- PAGE

⁂

Autumn 2013 Courses

Attendance on the first day is mandatory for all classes.

Please note: All submissions should be double-spaced (except poetry) in Word documents using a 12-point standard font, accompanied by a brief (one-paragraph) statement of purpose. Include your name, class you are applying for, quarter/year, and indicate whether you are an undergrad, a MAPH student, or a PhD student (plus department) on the document. Please also indicate whether you are doing a CW minor or thesis.

With the exception of beginning and core courses, acceptance into courses is not automatic. The course instructor will contact you before the quarter begins to let you know whether you've been accepted.

Email the committee coordinator with questions.

SUBMISSION DEADLINE: SEPTEMBER 16, 2013

Beginning-Level Courses

Beginning Fiction Writing (CRWR 10200/30200, section 01)

Beginning Novel Writing: This is a class for anyone who’s interested in writing a novel and who wants the tools to get started. As a beginning class, we will focus especially on the early stages of both developing and writing a novel: choosing the POV, establishing the setting, developing the main characters and the dynamics between them, setting up the conflicts and seeding the themes of book, etc. As a class we will read, break down and discuss the architecture of three published novels as you work on your own opening chapter(s), which will be workshopped during the latter half of the course. 

Instructor: Augustus Rose. Day and Time: Tuesdays, 12:00 to 2:50 PM.

PQ: No prerequisites. Open bid through classes.uchicago.edu. Complete this form to be placed on the waiting list if the class is full.  Attendance on the first day is mandatory.

 

Beginning Fiction Writing (CRWR 10200/30200, section 02)

Books to Read if You Want to Write Fiction, the 1980s: Bright Lights, Big Egos: The 1980s witnessed a turning away from the experimental and postmodern fiction that dominated the late 1960s and 1970s and a return to realism. Sometimes called dirty realism, this new writing focused on everyday people and experiences and often cultivated a minimalist aesthetic. The influence of this aesthetic can still be seen in the content of contemporary literary magazines and creative writing workshops. Familiarity with this era is essential for an emerging fiction writer, and this course offers a survey of the era while staying focused on issues of craft and revision. Students will learn to read as writers as well as critics. We'll be looking at writing by Beattie, Carver, Ford, Gaitskill, Munro, and Wolff among others as well as the editorial career of Gordon Lish.

Instructor: Paul Durica. Day and Time: Wednesdays, 9:30 AM to 12:20 PM.

PQ: No prerequisites. Open bid through classes.uchicago.edu. Complete this form to be placed on the waiting list if the class is full.  Attendance on the first day is mandatory.

 

Beginning Fiction Writing (CRWR 10200/30200, section 03)

⁂

- DATA LINES
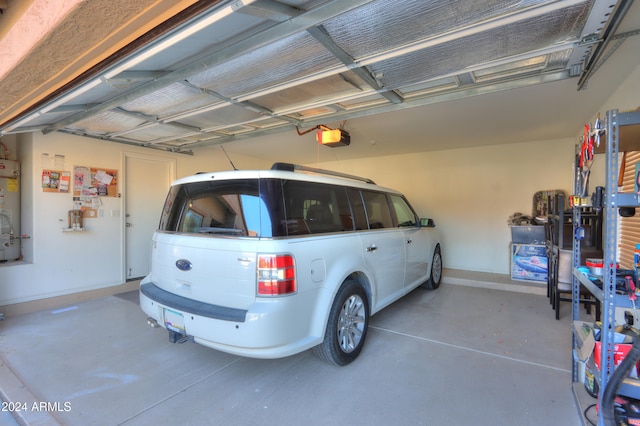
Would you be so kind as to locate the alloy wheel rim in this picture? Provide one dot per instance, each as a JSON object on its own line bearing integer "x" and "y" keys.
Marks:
{"x": 351, "y": 323}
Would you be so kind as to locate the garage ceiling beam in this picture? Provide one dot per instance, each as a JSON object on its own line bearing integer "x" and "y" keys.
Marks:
{"x": 273, "y": 34}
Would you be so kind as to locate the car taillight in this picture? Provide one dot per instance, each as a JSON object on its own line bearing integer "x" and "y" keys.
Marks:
{"x": 276, "y": 275}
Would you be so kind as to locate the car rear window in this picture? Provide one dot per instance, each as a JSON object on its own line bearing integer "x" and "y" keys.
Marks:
{"x": 226, "y": 207}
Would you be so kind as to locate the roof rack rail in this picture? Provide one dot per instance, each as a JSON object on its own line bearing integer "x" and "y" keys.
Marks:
{"x": 293, "y": 167}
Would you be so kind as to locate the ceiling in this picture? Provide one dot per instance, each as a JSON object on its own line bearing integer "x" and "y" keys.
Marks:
{"x": 399, "y": 75}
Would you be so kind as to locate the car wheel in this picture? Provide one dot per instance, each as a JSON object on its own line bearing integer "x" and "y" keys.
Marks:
{"x": 347, "y": 325}
{"x": 436, "y": 270}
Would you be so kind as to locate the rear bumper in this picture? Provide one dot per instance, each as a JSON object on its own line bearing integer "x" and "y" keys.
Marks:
{"x": 270, "y": 328}
{"x": 191, "y": 306}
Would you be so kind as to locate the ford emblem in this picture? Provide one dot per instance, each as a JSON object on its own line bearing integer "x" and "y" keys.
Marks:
{"x": 183, "y": 264}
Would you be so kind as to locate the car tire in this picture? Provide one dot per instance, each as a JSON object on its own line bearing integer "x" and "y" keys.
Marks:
{"x": 347, "y": 325}
{"x": 436, "y": 271}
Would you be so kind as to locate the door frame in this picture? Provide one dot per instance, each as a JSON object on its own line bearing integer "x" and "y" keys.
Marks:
{"x": 172, "y": 163}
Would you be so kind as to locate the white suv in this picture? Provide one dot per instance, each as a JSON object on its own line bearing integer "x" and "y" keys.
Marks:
{"x": 270, "y": 263}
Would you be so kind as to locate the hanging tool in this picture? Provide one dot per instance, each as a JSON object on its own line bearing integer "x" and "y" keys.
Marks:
{"x": 631, "y": 291}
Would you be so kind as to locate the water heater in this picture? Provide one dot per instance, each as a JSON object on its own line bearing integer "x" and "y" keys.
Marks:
{"x": 9, "y": 210}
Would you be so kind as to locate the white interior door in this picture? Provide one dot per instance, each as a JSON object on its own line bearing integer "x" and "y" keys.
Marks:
{"x": 147, "y": 181}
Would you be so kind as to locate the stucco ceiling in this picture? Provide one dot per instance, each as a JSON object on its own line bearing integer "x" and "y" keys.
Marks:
{"x": 399, "y": 76}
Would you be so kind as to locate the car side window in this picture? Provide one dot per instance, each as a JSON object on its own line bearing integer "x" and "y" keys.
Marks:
{"x": 378, "y": 212}
{"x": 314, "y": 208}
{"x": 357, "y": 207}
{"x": 404, "y": 214}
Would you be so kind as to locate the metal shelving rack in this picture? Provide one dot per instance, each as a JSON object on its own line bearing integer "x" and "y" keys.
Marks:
{"x": 612, "y": 200}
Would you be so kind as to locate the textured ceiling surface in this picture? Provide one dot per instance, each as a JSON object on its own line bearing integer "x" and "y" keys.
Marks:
{"x": 237, "y": 70}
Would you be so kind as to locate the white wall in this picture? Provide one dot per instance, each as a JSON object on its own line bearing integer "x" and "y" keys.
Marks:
{"x": 471, "y": 193}
{"x": 57, "y": 263}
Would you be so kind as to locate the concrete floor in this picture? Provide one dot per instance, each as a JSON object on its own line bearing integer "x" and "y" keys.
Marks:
{"x": 457, "y": 355}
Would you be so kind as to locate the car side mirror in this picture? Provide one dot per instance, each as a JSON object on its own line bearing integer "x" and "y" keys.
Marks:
{"x": 427, "y": 223}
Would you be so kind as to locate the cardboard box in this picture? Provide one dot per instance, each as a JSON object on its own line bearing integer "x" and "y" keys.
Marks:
{"x": 585, "y": 339}
{"x": 529, "y": 262}
{"x": 620, "y": 350}
{"x": 532, "y": 234}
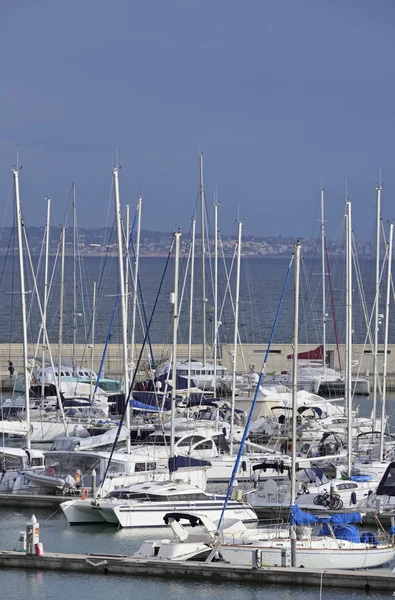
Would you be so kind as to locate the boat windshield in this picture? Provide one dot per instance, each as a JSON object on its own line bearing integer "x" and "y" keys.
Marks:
{"x": 8, "y": 461}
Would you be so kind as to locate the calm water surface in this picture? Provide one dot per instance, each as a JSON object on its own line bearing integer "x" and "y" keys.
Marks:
{"x": 56, "y": 535}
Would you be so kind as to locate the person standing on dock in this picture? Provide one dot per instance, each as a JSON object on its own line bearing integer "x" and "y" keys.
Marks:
{"x": 11, "y": 368}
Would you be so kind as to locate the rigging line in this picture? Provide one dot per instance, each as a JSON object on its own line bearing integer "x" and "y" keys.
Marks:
{"x": 129, "y": 392}
{"x": 331, "y": 295}
{"x": 227, "y": 287}
{"x": 98, "y": 304}
{"x": 249, "y": 419}
{"x": 106, "y": 343}
{"x": 11, "y": 238}
{"x": 363, "y": 304}
{"x": 30, "y": 262}
{"x": 48, "y": 297}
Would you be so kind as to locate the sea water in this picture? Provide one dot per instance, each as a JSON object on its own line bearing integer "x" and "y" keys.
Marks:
{"x": 57, "y": 536}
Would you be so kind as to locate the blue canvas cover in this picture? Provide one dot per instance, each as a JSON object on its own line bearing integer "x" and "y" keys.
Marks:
{"x": 343, "y": 532}
{"x": 186, "y": 462}
{"x": 300, "y": 517}
{"x": 137, "y": 405}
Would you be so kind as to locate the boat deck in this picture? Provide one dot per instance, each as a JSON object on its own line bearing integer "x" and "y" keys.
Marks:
{"x": 112, "y": 564}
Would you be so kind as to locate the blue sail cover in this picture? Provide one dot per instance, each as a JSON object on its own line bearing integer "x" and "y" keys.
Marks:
{"x": 186, "y": 462}
{"x": 300, "y": 517}
{"x": 349, "y": 533}
{"x": 136, "y": 405}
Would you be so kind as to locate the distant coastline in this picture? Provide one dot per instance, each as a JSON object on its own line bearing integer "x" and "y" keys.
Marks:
{"x": 100, "y": 241}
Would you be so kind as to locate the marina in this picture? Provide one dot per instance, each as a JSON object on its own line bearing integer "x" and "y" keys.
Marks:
{"x": 104, "y": 564}
{"x": 197, "y": 338}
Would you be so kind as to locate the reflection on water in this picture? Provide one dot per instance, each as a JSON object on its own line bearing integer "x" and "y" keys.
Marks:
{"x": 56, "y": 535}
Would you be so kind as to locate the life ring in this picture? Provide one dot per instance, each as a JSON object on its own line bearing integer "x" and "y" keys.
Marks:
{"x": 84, "y": 494}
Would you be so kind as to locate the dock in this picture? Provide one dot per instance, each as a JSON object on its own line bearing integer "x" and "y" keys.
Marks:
{"x": 111, "y": 564}
{"x": 32, "y": 500}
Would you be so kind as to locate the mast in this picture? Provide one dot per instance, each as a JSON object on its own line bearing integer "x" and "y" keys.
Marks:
{"x": 203, "y": 217}
{"x": 20, "y": 224}
{"x": 136, "y": 275}
{"x": 93, "y": 339}
{"x": 215, "y": 295}
{"x": 174, "y": 300}
{"x": 387, "y": 314}
{"x": 127, "y": 241}
{"x": 45, "y": 292}
{"x": 191, "y": 303}
{"x": 74, "y": 280}
{"x": 376, "y": 308}
{"x": 60, "y": 343}
{"x": 295, "y": 373}
{"x": 323, "y": 282}
{"x": 348, "y": 388}
{"x": 236, "y": 332}
{"x": 115, "y": 173}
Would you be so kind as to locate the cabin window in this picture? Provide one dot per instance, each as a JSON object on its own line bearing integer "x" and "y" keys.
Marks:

⁂

- SHORT TASK A
Rewrite part of the course listing, replacing "course instructor" with "faculty member". Begin at the words "With the exception" and stop after "the committee coordinator with questions.".
- SHORT TASK B
According to the course listing, what is the submission deadline?
- SHORT TASK C
For each statement, say whether it agrees with the course listing, answering yes or no and quoting the words that decide it.
(i) Poetry submissions must be double-spaced.
(ii) Beginning Novel Writing meets on Tuesdays from 12:00 to 2:50 PM.
(iii) Acceptance into beginning courses is automatic.
The rows play no part in what follows.

- TASK SOLUTION A
With the exception of beginning and core courses, acceptance into courses is not automatic. The faculty member will contact you before the quarter begins to let you know whether you've been accepted.

Email the committee coordinator with questions.

- TASK SOLUTION B
September 16, 2013.

- TASK SOLUTION C
(i) No: "double-spaced (except poetry)"
(ii) Yes: "Tuesdays, 12:00 to 2:50 PM"
(iii) Yes: "With the exception of beginning and core courses, acceptance into courses is not automatic."